Produce an exact copy of the line containing "Indicate one point per instance of the mirrored" and of every line after it in the material below, ending with the final line.
######
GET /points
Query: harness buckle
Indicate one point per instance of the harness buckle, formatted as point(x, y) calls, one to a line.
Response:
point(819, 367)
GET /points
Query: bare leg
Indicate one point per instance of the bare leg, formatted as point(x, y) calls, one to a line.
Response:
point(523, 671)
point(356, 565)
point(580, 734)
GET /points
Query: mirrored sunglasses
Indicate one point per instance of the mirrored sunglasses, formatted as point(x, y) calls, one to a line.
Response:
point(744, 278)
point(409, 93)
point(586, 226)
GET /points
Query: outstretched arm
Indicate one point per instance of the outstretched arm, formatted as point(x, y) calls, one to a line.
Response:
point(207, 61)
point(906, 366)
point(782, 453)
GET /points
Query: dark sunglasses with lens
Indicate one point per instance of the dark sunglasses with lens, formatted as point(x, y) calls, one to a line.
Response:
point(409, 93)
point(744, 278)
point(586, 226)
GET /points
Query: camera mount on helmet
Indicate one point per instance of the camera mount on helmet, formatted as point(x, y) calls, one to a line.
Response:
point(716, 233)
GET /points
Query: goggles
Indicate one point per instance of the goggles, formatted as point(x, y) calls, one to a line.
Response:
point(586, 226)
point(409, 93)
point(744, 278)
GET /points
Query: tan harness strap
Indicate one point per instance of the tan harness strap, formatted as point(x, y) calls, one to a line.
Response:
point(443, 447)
######
### [Result for this task]
Indicate one point per instance of the mirrored sunglasses, formatted as point(x, y) calls, one to a line.
Response:
point(744, 278)
point(409, 93)
point(586, 226)
GET /points
Query: outstretched arm
Indicate one point per instance of the outstretched arm, formatted as point(x, y) calls, one to a line.
Response:
point(207, 61)
point(906, 366)
point(782, 453)
GET /points
Query: dark sunglasses with lens
Indicate one point per instance of the dark sunglasses with lens, formatted as point(x, y) calls, one to a line.
Response:
point(409, 93)
point(744, 278)
point(586, 226)
GET /points
Query: camera mount on helmet
Indicate one point per instance of the camera mount on helmet, formatted as point(x, y) calls, one to a line.
Response:
point(716, 233)
GET /points
Query: goggles
Indicate one point per instance of the goggles, formatted as point(x, y) calls, one to a line.
Response:
point(586, 226)
point(409, 93)
point(744, 278)
GET /points
Query: tan harness strap
Indicate one point per instance of the tan harness strap, formatted as point(x, y) calls, one to a line.
Response:
point(443, 447)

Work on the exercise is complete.